Try it: Find the word "Target" in the material below and gather every line that contains it.

Task inputs:
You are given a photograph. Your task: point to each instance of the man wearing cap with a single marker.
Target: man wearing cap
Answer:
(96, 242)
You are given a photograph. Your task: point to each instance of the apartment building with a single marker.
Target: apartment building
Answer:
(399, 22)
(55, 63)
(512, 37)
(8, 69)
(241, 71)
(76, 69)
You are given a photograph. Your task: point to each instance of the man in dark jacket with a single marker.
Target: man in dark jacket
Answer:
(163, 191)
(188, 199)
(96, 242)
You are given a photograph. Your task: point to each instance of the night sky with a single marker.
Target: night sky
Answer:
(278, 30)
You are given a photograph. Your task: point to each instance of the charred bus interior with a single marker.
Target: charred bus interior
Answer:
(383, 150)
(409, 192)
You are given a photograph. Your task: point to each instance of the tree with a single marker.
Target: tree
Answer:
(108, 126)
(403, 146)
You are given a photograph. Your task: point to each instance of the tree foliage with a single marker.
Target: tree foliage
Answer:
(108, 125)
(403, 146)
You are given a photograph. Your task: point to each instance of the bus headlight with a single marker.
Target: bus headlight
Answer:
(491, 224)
---
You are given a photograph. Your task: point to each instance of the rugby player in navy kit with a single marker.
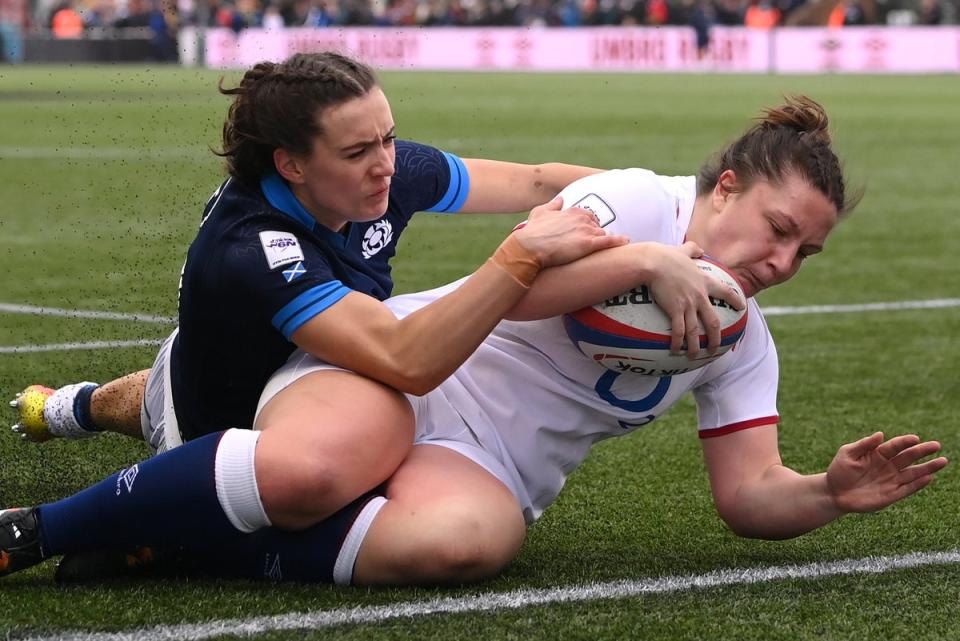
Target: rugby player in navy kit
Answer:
* * *
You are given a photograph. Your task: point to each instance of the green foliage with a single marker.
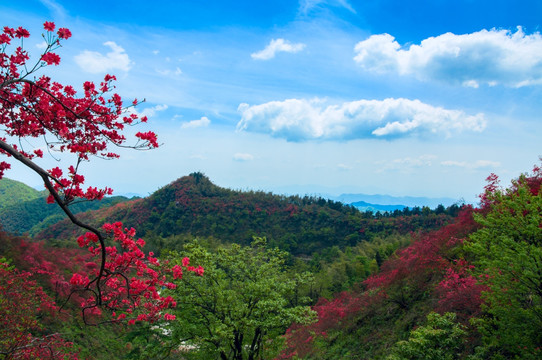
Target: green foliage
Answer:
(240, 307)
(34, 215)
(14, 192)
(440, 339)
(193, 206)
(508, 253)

Finished exercise:
Target: man wearing cap
Target: apartment building
Target: man in dark jacket
Target: night sky
Target: charred bus interior
Target: tree
Target: tree foliage
Target: bus headlight
Target: rugby player in navy kit
Target: green foliage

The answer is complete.